COM (2018) 340 final
969. Sitzung des Bundesrates am 6. Juli 2018
A
Der federführende Ausschuss für Fragen der Europäischen Union (EU), der Ausschuss für Agrarpolitik und Verbraucherschutz (AV), der Ausschuss für Umwelt, Naturschutz und nukleare Sicherheit (U) und der Wirtschaftsausschuss (Wi) empfehlen dem Bundesrat, zu der Vorlage gemäß §§ 3 und 5 EUZBLG wie folgt Stellung zu nehmen:
- 1. Der Bundesrat begrüßt die Zielsetzung der Kommission, negative Auswirkungen auf die Umwelt und die menschliche Gesundheit durch die unsachgemäße Entsorgung von Kunststoffartikeln und kunststoffhaltigen Fanggeräten zu vermeiden oder wenigstens zu verringern und den Übergang zu einer Kreislaufwirtschaft mit umweltfreundlichen, innovativen Geschäftsmodellen, Produkten und Materialien zu fördern.

Auszüge aus Segmentierungsdatensätzen →
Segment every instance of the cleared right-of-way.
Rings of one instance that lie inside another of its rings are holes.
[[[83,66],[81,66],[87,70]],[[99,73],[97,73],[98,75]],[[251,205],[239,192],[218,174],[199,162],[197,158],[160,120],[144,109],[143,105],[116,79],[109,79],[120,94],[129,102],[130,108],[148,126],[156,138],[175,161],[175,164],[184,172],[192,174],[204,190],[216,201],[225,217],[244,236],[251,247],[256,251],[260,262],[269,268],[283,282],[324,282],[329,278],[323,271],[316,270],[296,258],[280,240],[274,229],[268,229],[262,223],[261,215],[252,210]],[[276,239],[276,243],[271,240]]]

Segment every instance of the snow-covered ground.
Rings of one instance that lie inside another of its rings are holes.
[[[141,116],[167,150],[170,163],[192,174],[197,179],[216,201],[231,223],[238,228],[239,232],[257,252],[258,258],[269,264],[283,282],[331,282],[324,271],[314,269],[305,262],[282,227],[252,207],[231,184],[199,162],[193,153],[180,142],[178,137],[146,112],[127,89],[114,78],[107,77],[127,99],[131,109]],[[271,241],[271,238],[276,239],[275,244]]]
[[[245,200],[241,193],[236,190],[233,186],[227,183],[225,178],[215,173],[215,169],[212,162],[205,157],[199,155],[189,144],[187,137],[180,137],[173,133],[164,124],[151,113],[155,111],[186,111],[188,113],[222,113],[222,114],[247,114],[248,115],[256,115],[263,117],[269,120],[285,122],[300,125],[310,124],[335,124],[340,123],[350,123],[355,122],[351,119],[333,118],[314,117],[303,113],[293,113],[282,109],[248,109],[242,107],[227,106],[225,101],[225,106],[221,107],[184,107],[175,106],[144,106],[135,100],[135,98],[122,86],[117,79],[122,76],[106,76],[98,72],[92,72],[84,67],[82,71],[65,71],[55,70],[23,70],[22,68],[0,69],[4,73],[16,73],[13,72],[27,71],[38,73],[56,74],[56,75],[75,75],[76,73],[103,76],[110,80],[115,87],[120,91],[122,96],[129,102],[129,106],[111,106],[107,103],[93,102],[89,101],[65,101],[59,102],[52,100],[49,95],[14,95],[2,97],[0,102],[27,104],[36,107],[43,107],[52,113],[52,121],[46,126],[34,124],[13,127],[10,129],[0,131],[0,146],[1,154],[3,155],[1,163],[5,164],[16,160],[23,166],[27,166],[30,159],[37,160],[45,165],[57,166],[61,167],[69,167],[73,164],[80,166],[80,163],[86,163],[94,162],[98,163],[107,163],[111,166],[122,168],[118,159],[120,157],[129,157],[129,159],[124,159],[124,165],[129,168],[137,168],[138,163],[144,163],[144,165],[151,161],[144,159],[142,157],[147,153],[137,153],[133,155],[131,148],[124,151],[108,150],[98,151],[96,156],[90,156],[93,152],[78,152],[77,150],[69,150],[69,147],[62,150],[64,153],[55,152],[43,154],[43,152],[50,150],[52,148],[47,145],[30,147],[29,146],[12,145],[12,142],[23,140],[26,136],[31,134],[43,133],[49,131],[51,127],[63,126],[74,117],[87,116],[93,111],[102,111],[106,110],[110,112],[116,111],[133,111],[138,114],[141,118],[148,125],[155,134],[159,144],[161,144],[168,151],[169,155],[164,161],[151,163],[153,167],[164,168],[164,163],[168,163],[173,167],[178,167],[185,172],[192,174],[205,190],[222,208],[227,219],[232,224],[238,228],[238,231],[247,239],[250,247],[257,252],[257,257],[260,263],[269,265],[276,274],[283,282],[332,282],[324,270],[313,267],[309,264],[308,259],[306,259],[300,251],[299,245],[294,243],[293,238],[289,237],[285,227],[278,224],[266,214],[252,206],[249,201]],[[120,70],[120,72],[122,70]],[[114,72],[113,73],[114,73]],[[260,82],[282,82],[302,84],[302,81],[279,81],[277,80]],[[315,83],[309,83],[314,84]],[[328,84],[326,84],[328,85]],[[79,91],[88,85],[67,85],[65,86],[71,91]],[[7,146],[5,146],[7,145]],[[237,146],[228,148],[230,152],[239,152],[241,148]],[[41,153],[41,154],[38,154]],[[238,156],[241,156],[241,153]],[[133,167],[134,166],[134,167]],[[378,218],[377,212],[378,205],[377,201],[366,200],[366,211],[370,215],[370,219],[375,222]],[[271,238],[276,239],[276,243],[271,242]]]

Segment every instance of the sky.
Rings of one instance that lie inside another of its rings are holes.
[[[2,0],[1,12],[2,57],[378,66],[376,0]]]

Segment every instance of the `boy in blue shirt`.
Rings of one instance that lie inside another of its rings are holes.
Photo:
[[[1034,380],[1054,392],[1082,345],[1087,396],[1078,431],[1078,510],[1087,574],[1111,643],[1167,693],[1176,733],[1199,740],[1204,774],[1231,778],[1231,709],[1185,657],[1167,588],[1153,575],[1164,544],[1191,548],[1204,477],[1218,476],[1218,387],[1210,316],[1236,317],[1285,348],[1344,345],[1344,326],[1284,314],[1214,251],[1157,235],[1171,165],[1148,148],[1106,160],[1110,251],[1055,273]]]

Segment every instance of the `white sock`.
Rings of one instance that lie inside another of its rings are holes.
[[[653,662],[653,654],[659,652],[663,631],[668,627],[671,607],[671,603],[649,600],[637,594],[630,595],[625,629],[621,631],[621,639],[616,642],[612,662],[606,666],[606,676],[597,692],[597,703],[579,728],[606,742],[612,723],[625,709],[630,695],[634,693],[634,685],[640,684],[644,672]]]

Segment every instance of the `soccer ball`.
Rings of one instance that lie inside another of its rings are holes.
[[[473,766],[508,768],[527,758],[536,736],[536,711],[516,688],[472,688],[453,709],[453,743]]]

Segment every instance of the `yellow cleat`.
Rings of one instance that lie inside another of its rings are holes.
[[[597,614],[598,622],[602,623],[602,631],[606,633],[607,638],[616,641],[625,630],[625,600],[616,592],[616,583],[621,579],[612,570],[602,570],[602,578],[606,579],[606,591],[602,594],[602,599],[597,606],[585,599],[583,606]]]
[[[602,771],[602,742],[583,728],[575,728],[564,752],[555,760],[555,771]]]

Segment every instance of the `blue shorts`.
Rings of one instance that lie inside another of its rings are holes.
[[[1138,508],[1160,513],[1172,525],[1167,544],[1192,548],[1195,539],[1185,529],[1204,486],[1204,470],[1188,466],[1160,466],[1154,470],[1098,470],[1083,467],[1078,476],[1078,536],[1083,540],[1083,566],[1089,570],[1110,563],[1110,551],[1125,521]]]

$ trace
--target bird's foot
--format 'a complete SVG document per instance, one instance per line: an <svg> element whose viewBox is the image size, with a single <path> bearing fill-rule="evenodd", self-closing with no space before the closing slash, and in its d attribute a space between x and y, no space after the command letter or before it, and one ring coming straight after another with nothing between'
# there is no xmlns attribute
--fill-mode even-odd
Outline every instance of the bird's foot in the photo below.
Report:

Schriftliche Aufgabe 1 →
Stimmen die Aussagen (a) bis (c) mit dem Textauszug überein? Antworte jeweils mit Ja oder Nein und zitiere die entscheidenden Worte des Textauszugs wörtlich.
(a) Die Ausschüsse empfehlen eine Stellungnahme nach §§ 3 und 5 EUZBLG.
(b) Die Sitzung des Bundesrates fand am 6. Juni 2018 statt.
(c) Laut Ziffer 1 lehnt der Bundesrat die Zielsetzung der Kommission ab.
Schriftliche Aufgabe 2 → Gib bitte den Textauszug von „COM (2018) 340“ bis „Materialien zu fördern.“ wieder und tausche dabei „Kunststoffartikeln“ gegen „Plastikartikeln“.

Ausgearbeitete Lösung 1 →
(a) Ja – „gemäß §§ 3 und 5 EUZBLG“
(b) Nein – „969. Sitzung des Bundesrates am 6. Juli 2018“
(c) Nein – „Der Bundesrat begrüßt die Zielsetzung der Kommission“

Ausgearbeitete Lösung 2 →
COM (2018) 340 final
969. Sitzung des Bundesrates am 6. Juli 2018
A
Der federführende Ausschuss für Fragen der Europäischen Union (EU), der Ausschuss für Agrarpolitik und Verbraucherschutz (AV), der Ausschuss für Umwelt, Naturschutz und nukleare Sicherheit (U) und der Wirtschaftsausschuss (Wi) empfehlen dem Bundesrat, zu der Vorlage gemäß §§ 3 und 5 EUZBLG wie folgt Stellung zu nehmen:
- 1. Der Bundesrat begrüßt die Zielsetzung der Kommission, negative Auswirkungen auf die Umwelt und die menschliche Gesundheit durch die unsachgemäße Entsorgung von Plastikartikeln und kunststoffhaltigen Fanggeräten zu vermeiden oder wenigstens zu verringern und den Übergang zu einer Kreislaufwirtschaft mit umweltfreundlichen, innovativen Geschäftsmodellen, Produkten und Materialien zu fördern.